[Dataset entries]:
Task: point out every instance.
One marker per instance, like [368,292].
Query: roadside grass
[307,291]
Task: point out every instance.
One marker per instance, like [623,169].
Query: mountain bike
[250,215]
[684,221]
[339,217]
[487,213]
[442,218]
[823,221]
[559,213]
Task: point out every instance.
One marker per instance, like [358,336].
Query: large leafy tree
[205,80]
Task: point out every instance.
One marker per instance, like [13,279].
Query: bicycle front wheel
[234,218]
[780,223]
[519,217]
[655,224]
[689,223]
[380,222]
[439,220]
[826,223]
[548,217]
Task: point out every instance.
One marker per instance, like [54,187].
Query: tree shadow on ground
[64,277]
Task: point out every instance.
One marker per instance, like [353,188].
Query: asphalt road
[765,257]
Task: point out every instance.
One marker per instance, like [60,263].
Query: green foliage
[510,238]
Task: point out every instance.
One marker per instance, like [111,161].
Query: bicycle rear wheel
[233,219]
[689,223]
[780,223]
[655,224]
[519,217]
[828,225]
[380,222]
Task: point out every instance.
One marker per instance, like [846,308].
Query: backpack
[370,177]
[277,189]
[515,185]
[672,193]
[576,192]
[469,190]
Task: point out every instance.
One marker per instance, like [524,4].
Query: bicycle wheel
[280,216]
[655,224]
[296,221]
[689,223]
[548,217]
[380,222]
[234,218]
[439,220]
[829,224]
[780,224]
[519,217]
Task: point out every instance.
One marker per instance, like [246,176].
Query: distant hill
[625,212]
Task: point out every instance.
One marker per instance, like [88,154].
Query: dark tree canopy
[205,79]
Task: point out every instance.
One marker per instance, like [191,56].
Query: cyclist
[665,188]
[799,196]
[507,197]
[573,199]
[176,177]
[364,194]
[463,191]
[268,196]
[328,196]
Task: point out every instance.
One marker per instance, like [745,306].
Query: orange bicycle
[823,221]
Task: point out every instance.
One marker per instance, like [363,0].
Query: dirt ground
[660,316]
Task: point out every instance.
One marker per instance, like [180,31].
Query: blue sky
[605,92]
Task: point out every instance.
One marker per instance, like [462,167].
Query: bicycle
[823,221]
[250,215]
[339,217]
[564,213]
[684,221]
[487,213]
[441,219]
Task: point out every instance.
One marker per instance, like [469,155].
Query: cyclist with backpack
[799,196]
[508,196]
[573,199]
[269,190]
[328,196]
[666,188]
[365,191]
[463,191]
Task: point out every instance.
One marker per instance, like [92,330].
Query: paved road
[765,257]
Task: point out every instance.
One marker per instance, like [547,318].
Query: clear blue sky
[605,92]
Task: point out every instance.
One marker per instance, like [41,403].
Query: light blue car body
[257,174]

[Work task]:
Your reply should hold all the entries, each repeated without a single change.

[Reply to the task]:
Task: point out every instance.
One marker per instance, like [368,292].
Query: roadside grass
[307,291]
Task: point out every instance.
One marker per instance, like [623,169].
Query: mountain bike
[250,215]
[684,221]
[339,217]
[487,213]
[442,218]
[823,221]
[559,213]
Task: point out every instance.
One marker per instance, like [358,336].
Query: large leafy tree
[205,80]
Task: point out every instance.
One marker per instance, like [13,279].
Query: bicycle front wheel
[234,218]
[780,223]
[519,217]
[655,224]
[689,223]
[380,222]
[439,220]
[826,223]
[548,217]
Task: point out every instance.
One marker per instance, like [54,187].
Query: tree shadow on ground
[64,277]
Task: point out every instance.
One marker per instance, like [353,188].
Query: asphalt road
[765,257]
Task: point out every instance.
One marker per instance, like [60,263].
Query: green foliage
[510,238]
Task: point out every instance.
One marker per instance, like [111,161].
Query: bicycle rear wheel
[233,219]
[689,223]
[780,223]
[655,224]
[519,217]
[828,225]
[380,222]
Task: point out every instance.
One marker per instance, like [846,308].
Query: backpack
[370,177]
[277,189]
[515,185]
[672,193]
[576,192]
[469,190]
Task: point out every instance.
One marker per instance, like [524,4].
Query: bicycle wheel
[280,216]
[655,224]
[296,221]
[689,223]
[548,217]
[380,222]
[234,218]
[439,220]
[829,224]
[780,224]
[519,217]
Task: point out every instance.
One marker per instance, like [246,176].
Query: distant hill
[625,212]
Task: point out every instance.
One marker per instance, like [88,154].
Query: dark tree canopy
[205,79]
Task: point out every instance.
One marker per instance, like [191,56].
Query: cyclist
[665,188]
[799,196]
[507,197]
[573,199]
[176,177]
[364,194]
[463,191]
[268,196]
[328,196]
Task: point out every instance.
One marker per instance, like [745,306].
Query: orange bicycle
[823,221]
Task: point out every instance.
One marker per instance, like [363,0].
Query: dirt ground
[660,316]
Task: point out every instance.
One marker per instance, like [180,31].
Query: blue sky
[605,92]
Task: point out every instance.
One marker per instance, like [462,167].
Query: bicycle
[823,221]
[250,215]
[339,217]
[564,213]
[684,221]
[487,213]
[441,219]
Task: point out every instance.
One marker per instance, like [469,155].
Query: cyclist with backpack
[799,196]
[508,196]
[573,199]
[269,190]
[328,196]
[666,188]
[365,191]
[463,191]
Task: point out every instance.
One marker per instance, like [92,330].
Query: paved road
[765,257]
Task: point out every instance.
One marker per instance, like [547,318].
Query: clear blue sky
[605,92]
Task: point out every instance.
One marker per instance, like [41,403].
Query: light blue car body
[257,174]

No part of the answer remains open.